*PROMPT*:
Output the data below exactly. Leave nothing out.

━━━━━ DATA ━━━━━

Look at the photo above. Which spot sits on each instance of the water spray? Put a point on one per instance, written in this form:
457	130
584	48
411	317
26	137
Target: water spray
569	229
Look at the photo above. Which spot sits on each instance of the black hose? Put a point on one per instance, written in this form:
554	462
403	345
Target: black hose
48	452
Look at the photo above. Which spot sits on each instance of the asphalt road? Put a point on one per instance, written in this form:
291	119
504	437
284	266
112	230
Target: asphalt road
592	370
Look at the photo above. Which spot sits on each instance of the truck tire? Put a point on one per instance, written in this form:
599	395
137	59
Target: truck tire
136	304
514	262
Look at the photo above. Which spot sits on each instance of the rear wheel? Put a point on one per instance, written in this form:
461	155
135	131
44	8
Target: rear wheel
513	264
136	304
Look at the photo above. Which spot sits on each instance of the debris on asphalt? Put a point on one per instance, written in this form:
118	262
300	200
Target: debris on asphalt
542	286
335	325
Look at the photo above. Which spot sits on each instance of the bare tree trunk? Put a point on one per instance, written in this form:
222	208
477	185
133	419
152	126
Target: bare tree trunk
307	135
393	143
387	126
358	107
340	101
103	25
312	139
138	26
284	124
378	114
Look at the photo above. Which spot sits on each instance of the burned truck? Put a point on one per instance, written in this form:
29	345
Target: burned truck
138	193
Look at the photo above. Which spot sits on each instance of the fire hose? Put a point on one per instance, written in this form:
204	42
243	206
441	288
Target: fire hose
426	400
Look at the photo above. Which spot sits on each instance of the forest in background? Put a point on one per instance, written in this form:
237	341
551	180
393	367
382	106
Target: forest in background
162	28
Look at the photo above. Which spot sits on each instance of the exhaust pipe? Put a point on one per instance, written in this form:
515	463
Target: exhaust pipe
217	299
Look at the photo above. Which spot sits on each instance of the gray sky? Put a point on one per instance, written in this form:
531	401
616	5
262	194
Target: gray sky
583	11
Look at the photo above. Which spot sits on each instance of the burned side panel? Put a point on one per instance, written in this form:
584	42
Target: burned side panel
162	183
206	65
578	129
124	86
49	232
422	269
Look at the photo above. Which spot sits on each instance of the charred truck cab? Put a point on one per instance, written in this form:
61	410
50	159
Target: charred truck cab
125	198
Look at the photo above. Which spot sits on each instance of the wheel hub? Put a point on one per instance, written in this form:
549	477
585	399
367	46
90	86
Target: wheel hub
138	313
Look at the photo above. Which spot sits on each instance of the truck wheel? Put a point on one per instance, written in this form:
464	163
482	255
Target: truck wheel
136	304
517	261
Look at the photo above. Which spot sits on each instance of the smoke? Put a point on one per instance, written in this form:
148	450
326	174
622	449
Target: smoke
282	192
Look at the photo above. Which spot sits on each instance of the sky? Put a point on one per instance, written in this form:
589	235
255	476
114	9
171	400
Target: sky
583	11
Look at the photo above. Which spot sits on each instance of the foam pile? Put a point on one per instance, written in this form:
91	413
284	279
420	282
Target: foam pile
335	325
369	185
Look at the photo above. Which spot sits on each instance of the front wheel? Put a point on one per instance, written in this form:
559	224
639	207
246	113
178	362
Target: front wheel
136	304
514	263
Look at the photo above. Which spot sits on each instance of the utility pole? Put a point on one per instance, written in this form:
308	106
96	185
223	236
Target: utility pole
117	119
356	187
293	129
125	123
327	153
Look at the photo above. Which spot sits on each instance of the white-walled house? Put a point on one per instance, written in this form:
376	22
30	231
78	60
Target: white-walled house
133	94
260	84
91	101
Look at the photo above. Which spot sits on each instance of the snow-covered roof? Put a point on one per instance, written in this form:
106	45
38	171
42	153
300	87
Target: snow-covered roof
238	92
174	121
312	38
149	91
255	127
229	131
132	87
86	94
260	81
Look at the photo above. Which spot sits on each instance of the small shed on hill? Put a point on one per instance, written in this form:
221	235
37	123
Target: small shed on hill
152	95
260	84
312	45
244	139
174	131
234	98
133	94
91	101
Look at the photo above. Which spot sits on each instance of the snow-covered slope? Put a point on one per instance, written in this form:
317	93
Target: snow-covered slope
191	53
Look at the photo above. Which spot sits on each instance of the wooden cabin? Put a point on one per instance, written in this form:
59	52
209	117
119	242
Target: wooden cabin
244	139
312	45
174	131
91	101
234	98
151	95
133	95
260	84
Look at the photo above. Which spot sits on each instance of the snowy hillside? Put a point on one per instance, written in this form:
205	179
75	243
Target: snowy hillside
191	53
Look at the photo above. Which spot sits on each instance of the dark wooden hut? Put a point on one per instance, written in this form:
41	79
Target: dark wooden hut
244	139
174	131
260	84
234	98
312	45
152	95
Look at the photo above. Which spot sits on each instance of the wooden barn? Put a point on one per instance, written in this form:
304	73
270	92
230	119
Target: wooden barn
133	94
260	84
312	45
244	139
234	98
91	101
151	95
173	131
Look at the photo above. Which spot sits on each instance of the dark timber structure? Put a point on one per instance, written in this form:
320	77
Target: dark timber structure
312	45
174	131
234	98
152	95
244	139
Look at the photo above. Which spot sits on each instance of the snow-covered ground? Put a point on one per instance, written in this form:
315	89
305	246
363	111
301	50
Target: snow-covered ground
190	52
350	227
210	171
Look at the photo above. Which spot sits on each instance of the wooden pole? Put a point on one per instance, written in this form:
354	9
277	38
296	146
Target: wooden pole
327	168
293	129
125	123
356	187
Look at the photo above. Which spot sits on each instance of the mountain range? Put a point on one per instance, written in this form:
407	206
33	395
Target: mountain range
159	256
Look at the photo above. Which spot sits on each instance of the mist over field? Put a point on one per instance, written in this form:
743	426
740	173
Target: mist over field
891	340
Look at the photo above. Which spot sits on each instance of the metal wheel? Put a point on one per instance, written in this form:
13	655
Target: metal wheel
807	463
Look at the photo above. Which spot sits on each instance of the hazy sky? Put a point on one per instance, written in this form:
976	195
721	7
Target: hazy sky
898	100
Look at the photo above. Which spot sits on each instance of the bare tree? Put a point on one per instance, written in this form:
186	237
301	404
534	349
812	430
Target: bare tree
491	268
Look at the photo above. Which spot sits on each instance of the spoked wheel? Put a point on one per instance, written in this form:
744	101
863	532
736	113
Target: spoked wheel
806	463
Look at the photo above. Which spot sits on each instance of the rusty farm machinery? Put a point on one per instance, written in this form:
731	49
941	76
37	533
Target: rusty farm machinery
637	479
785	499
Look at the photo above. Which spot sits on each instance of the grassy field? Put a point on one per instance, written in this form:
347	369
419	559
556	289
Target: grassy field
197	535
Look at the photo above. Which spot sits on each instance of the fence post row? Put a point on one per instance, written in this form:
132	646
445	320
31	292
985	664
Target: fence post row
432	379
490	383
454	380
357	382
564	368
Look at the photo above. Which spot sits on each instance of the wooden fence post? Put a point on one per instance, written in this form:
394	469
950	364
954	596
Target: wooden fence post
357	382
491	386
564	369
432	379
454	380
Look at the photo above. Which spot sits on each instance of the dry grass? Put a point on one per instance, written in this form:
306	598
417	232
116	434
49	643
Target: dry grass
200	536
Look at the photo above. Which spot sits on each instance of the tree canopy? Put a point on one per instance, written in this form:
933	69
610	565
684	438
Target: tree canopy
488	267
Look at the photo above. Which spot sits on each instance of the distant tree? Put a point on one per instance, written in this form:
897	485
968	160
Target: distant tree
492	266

━━━━━

*SOLUTION*:
Look at the photo above. Which spot sits on each instance of the water spray? Put a point on one per instance, written in this form:
457	130
584	48
411	317
26	137
Target: water spray
569	229
Look at the photo above. Which spot sits on each instance of the black hose? Put a point on one per instance, written in this form:
554	462
403	345
Target: black hose
48	452
Look at the photo above. Which spot sits on each instance of the asphalt road? Put a point on one per instance, written in this form:
291	119
504	437
284	266
112	230
Target: asphalt road
592	370
Look at the photo above. Which spot sits on each instance of the truck tire? Put a point on one per instance, written in this form:
599	395
137	59
Target: truck tire
136	304
514	262
Look at the photo above. Which spot sits on each instance of the rear wheel? Put a point on one per instance, written in this form:
461	155
135	131
44	8
Target: rear wheel
513	264
136	304
Look at the photo above. Which spot sits on each instance of the debris on asphalt? Put a point on one per instance, written in this form:
118	262
300	200
Target: debris on asphalt
542	286
335	325
Look at the photo above. Which spot sits on each instance of the bare tree trunk? Put a point on one per instance, written in this form:
222	208
477	185
133	419
152	126
Target: bare tree trunk
307	135
393	143
387	126
358	107
340	101
103	25
312	139
138	26
284	124
378	114
Look at the photo above. Which spot sits on each instance of the burned truck? Put a point on one per instance, written in this form:
29	345
Target: burned truck
138	193
Look at the photo above. Which spot sits on each instance of the fire hose? Put a point on one per instance, written in this form:
204	42
243	206
441	288
Target: fire hose
426	400
Look at the photo above. Which spot sits on each instance of the forest in background? Put a point on one per instance, written in this form:
237	341
551	180
393	367
382	106
Target: forest in background
162	28
Look at the photo above. Which spot sits on each instance of the exhaust pipe? Put a point on one per instance, written in this form:
515	463
Target: exhaust pipe
217	299
Look at the photo above. Which spot sits on each instance of the gray sky? Put a point on one per instance, written in this form:
531	401
616	5
262	194
Target: gray sky
583	11
Look at the photo above. Which spot sits on each instance of the burned side panel? Put a point on one per instance, written in this form:
584	42
Target: burned side panel
162	183
206	65
578	129
124	86
49	232
422	269
Look at the photo above. Which spot sits on each instance of the charred truck cab? Put a point on one per instance, written in this form:
61	410
50	159
Target: charred truck cab
125	198
Look at the photo above. Which spot sits on each instance of the wheel hub? Put a point on one per instance, written in this form:
549	477
585	399
367	46
90	86
Target: wheel hub
138	313
Look at the photo above. Which spot sits on each instance of the truck wheel? Put a point on one per instance, written in this form:
464	163
482	255
Target: truck wheel
136	304
517	261
Look at the photo above. Which spot sits on each instance of the smoke? Put a point on one per instance, written in this form:
148	450
326	174
622	449
Target: smoke
282	192
Look at the photo above. Which spot sits on each instance of the sky? Put a point on one per instance, written in this form:
589	235
255	476
114	9
171	400
Target: sky
583	11
Look at the photo above. Which spot sits on each instance of the foam pile? Put a point on one per instance, written in this form:
91	413
284	279
420	282
Target: foam pile
335	325
369	185
Look at the photo above. Which spot sits on each instance of the front wheel? Put a point on one per instance, written in this form:
559	224
639	207
246	113
178	362
Target: front wheel
136	304
514	263
Look at the photo above. Which spot sits on each instance of the utility pole? Put a point on one per instance, written in this form:
308	106
96	185
223	236
Target: utility pole
117	119
356	187
293	129
125	123
327	153
Look at the photo above. Which spot sits on each instance of the white-walled house? Put a point on one per instance, written in this form:
376	22
30	231
78	60
Target: white-walled house
133	94
260	84
91	101
Look at the photo above. Which spot sits on each instance of the snow-covered roof? Put a point on one per instance, written in this form:
106	45
38	171
42	153
300	87
Target: snow-covered roof
238	92
174	121
312	38
149	91
255	127
229	131
132	87
86	94
260	81
Look at the photo above. Which spot sits on each instance of the small shed on hill? Put a point on one per instance, written in this form:
221	235
37	123
Target: small shed on hill
152	95
260	84
312	45
244	139
174	131
234	98
133	94
91	101
Look at the photo above. Which spot sits on each instance of the snow-covered slope? Put a point on one per instance, written in this form:
317	93
Target: snow-covered slope
191	53
Look at the photo above. Which spot sits on each instance of the wooden cabin? Put a point on one per instance, written in this form:
59	52
209	117
119	242
Target: wooden cabin
244	139
312	45
174	131
91	101
234	98
151	95
133	95
260	84
Look at the photo above. Which spot sits on each instance of the snowy hillside? Put a point on one per instance, written in this form:
205	179
75	243
Target: snowy hillside
191	53
Look at the photo above. Which spot sits on each instance of the dark wooden hut? Put a point on one per instance, written in this form:
41	79
Target: dark wooden hut
244	139
174	131
260	84
234	98
312	45
152	95
Look at the photo above. Which spot sits on each instance of the wooden barn? Put a point on one per instance, written in this form:
304	73
270	92
230	119
Target: wooden barn
133	94
260	84
312	45
244	139
234	98
91	101
151	95
173	131
Look at the photo above. Which spot sits on each instance of the dark timber structure? Put a point on one per instance, written in this form:
320	77
Target: dark timber structure
312	45
174	131
234	98
152	95
244	139
Look at the photo above. Which spot sits on each instance of the snow-covered ground? Put a point on one per instance, written in this form:
315	89
305	246
363	111
301	50
Target: snow-covered ground
190	52
350	227
210	171
Look at the photo above. Which spot sits on each instance of the wooden pole? Put a point on one per instance, written in this form:
354	9
277	38
296	146
Target: wooden pole
327	168
293	129
125	123
356	187
Look at the photo above. Which spot sits on each instance of the mountain range? Put a point on one per instance, written in this form:
407	206
33	395
Target: mountain range
159	256
Look at the photo above. Which spot sits on each instance of the mist over field? Put a point on one per instance, written in this form:
743	426
740	173
Target: mist over field
891	340
Look at the photo above. Which spot sits on each instance of the metal wheel? Put a point on one per instance, written in this form:
13	655
Target: metal wheel
807	463
Look at the photo above. Which spot sits on each instance of the hazy sky? Put a point on one per instance, written in this form:
976	195
721	7
Target: hazy sky
898	100
Look at the photo above. Which spot sits on each instance of the bare tree? Put a point on one per instance, written in this form:
186	237
301	404
534	349
812	430
Target: bare tree
491	268
Look at the photo above. Which spot sits on each instance of the spoked wheel? Put a point on one per instance, written in this form:
744	101
863	532
736	113
Target: spoked wheel
806	463
Look at the photo above. Which spot sits on each instance of the rusty farm machinery? Put a point on one per instance, written in this form:
731	49
941	76
37	533
Target: rusty farm machinery
637	479
785	499
Look at the photo above. Which spot sits on each instance of the grassy field? Put a point on one per instance, written in this form:
347	369
419	559
556	289
Target: grassy field
197	535
Look at the photo above. Which spot sits on each instance of the fence post row? Put a point on one per instance, written in this form:
132	646
445	320
31	292
985	664
Target: fence post row
432	379
490	383
454	380
357	382
564	368
Look at the photo above. Which spot sits on each instance of the wooden fence post? Put a point on one per instance, written in this form:
394	469
950	364
954	596
Target: wooden fence post
357	382
491	386
564	369
432	379
454	380
Look at the photo above. Which spot sits on each instance of the dry grass? Put a point on one per instance, written in this form:
306	598
417	232
116	434
49	643
Target: dry grass
200	536
Look at the photo above. Which spot sits on each instance of the tree canopy? Put a point on one per instance, written in this form:
933	69
610	565
684	438
Target: tree canopy
488	267
Look at the photo above. Which spot sits on each instance of the distant tree? Put a point on one per instance, written in this form:
897	485
968	160
Target: distant tree
492	266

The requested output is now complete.